Task objective: Everything from the line holding "Question. The photograph above contains instances of the green" through the last line below must be repeated exactly, and nothing else.

*** Excerpted records

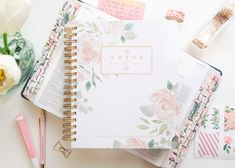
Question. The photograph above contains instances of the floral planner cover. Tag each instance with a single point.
(126, 84)
(216, 139)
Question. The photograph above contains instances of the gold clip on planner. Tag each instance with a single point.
(69, 83)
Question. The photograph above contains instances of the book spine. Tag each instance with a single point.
(70, 84)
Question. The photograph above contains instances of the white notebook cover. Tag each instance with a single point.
(126, 78)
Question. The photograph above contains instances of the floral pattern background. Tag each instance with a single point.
(90, 35)
(221, 119)
(159, 114)
(229, 118)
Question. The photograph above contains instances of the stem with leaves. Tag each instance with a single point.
(6, 49)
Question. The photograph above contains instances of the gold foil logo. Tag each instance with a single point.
(126, 59)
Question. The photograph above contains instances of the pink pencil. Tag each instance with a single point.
(42, 130)
(27, 140)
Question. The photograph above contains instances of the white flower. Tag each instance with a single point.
(13, 14)
(9, 73)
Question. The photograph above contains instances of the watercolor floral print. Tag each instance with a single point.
(215, 118)
(227, 147)
(158, 116)
(229, 119)
(212, 119)
(133, 143)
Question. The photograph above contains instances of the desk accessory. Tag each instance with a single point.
(204, 37)
(42, 136)
(59, 148)
(27, 140)
(16, 53)
(123, 9)
(44, 87)
(215, 139)
(196, 105)
(121, 64)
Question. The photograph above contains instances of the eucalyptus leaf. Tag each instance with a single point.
(88, 85)
(96, 29)
(146, 111)
(143, 127)
(66, 18)
(130, 35)
(162, 129)
(123, 38)
(162, 141)
(169, 85)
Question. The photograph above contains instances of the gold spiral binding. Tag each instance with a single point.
(69, 84)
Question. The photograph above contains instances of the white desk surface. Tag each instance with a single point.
(12, 151)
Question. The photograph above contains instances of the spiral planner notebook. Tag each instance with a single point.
(115, 73)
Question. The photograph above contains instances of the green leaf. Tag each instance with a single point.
(129, 26)
(163, 128)
(130, 35)
(169, 85)
(93, 79)
(155, 130)
(96, 29)
(2, 51)
(151, 143)
(66, 18)
(145, 121)
(157, 121)
(143, 127)
(88, 85)
(123, 38)
(176, 87)
(146, 111)
(97, 77)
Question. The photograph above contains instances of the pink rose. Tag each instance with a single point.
(228, 140)
(89, 50)
(164, 104)
(230, 123)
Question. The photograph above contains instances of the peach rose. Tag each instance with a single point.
(164, 104)
(230, 123)
(89, 50)
(228, 140)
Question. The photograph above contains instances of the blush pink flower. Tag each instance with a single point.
(164, 104)
(230, 120)
(228, 140)
(89, 50)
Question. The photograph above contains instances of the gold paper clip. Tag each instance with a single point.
(59, 148)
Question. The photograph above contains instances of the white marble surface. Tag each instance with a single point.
(221, 54)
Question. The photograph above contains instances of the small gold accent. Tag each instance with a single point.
(2, 77)
(58, 147)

******

Solved exercise:
Question. The photograph above contains instances of the green leaf. Tag each instance with a single point.
(129, 26)
(163, 128)
(130, 35)
(169, 85)
(93, 79)
(155, 130)
(96, 29)
(2, 51)
(151, 143)
(66, 18)
(145, 121)
(157, 121)
(143, 127)
(88, 85)
(123, 38)
(176, 87)
(146, 111)
(97, 77)
Question. The photograph above contains instances of the pink rose. Tag each instance with a single point.
(228, 140)
(89, 50)
(164, 104)
(230, 123)
Question. The photograph above contains instances of the peach rose. Tag each instance with a single point.
(164, 104)
(230, 123)
(89, 50)
(228, 140)
Question. The photograph above contains instances of the blush pink flower. Tag each instance with a single point.
(164, 104)
(230, 120)
(228, 140)
(89, 50)
Question. The photograph above contains instances of the gold paper clip. Tag each instance with a single point.
(59, 148)
Question. The photograph above contains instances of the white marble surface. Tag each instance with a single point.
(221, 54)
Question. The photograph above contains instances of the small gold accent. Tag each instance with a single point.
(2, 77)
(58, 147)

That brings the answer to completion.